YOUR TASK:
Copy out each line of the rows below that contains the word "foil". Treat uppercase and lowercase letters as different when matching.

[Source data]
****************

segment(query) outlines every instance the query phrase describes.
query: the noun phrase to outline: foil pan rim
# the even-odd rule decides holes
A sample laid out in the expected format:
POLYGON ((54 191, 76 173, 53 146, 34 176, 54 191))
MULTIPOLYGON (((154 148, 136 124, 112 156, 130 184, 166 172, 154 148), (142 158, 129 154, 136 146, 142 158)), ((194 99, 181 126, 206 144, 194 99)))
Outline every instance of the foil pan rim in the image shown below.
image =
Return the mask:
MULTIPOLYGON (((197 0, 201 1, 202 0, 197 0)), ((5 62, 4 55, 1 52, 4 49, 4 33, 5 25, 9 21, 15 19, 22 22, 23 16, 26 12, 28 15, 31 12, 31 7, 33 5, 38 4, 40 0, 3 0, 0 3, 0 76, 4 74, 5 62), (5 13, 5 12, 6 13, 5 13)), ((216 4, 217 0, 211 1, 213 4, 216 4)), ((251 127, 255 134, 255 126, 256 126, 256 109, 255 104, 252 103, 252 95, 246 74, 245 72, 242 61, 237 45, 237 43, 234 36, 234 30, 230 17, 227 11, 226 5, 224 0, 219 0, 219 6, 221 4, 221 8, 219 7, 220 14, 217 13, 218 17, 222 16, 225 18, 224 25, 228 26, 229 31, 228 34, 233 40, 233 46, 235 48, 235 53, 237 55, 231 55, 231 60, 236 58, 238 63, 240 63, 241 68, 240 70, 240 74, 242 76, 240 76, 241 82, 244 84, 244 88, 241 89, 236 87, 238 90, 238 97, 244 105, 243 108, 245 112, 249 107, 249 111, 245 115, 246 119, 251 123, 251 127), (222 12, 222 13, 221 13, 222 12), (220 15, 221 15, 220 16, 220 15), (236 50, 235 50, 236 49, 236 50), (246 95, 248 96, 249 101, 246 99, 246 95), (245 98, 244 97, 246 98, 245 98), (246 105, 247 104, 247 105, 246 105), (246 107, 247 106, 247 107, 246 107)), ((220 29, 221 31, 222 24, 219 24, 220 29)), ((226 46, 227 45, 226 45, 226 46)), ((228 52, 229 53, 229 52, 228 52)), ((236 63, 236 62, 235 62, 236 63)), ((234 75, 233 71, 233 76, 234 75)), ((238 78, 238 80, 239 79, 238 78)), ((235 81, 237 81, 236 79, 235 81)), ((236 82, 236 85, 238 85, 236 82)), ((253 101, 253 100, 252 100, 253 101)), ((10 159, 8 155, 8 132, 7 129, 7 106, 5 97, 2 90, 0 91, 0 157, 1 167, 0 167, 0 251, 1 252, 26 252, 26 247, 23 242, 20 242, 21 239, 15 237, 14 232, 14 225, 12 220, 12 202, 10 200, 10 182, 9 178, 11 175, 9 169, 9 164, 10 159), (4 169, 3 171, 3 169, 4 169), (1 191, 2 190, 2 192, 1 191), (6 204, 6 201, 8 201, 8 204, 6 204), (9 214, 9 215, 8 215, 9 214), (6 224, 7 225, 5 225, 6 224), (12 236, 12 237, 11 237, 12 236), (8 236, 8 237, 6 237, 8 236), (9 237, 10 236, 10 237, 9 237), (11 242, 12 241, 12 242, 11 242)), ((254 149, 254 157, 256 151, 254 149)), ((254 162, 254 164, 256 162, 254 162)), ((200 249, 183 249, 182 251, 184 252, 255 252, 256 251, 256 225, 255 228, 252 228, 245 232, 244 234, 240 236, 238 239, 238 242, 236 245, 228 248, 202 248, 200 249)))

****************

ANSWER TO THE TASK:
query: the noun phrase to outline: foil pan rim
Outline every instance of the foil pan rim in the image shown below.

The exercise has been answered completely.